If a line in the listing below includes the string "terracotta", pull it out.

────────

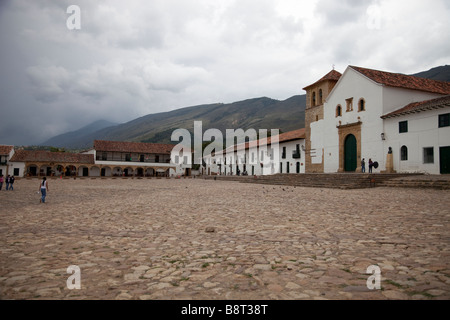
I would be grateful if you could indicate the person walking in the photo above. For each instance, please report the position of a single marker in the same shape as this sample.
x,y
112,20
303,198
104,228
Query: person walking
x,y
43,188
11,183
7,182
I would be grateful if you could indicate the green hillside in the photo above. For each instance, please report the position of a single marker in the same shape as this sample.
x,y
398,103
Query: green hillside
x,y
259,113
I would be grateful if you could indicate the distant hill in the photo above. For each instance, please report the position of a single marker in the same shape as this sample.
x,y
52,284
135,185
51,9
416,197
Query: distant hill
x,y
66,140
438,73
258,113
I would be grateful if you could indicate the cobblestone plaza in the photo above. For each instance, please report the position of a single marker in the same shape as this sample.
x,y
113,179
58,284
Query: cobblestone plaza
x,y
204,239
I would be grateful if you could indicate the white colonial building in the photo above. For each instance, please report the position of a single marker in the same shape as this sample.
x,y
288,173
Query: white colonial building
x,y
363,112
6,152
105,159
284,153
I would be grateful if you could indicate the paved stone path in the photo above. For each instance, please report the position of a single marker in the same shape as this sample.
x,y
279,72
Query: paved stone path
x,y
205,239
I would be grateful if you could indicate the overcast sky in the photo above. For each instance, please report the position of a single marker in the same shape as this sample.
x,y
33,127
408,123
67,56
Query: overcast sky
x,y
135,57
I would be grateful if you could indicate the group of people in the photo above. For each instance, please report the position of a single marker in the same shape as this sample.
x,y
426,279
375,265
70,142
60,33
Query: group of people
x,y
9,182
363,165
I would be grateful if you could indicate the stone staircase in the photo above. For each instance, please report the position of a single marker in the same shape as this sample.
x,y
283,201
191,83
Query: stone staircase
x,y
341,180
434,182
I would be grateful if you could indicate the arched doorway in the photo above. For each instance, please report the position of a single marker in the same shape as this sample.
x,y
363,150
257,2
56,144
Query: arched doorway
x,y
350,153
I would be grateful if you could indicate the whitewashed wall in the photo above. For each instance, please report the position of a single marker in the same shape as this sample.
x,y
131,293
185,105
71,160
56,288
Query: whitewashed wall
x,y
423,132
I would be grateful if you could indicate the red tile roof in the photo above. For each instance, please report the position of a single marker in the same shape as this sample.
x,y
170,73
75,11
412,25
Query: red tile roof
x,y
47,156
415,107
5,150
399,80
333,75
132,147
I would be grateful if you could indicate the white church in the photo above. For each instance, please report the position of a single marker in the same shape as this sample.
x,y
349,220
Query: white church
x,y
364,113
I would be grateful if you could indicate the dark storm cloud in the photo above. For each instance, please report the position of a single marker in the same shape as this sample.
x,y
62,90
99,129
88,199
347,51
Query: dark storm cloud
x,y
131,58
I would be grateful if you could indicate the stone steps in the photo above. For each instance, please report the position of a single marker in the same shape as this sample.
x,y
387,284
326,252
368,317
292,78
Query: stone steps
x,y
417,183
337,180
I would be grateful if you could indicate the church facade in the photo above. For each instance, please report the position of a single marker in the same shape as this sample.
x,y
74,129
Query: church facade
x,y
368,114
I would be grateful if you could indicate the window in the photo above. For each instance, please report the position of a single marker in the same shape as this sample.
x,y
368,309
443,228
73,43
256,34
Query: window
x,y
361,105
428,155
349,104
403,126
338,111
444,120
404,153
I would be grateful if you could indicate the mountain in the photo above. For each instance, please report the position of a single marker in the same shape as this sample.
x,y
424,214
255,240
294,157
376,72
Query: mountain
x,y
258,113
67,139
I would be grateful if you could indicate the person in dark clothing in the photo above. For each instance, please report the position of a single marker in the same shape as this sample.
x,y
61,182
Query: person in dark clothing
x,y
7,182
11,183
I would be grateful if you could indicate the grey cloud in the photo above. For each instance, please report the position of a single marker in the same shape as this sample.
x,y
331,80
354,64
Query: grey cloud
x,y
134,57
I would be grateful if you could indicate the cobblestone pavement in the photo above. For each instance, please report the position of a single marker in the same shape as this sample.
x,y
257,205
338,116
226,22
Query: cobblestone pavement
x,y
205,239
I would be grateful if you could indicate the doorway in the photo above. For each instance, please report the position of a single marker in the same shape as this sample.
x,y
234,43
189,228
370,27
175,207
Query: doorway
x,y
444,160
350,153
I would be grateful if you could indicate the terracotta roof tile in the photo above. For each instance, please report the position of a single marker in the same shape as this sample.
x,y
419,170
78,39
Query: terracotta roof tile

────────

### Response to the task:
I would be grateful if you could indicate the terracotta roof tile in the photo above. For each instance, please report the position of a single marker in the same shape as this sample.
Query: terracotta roof tile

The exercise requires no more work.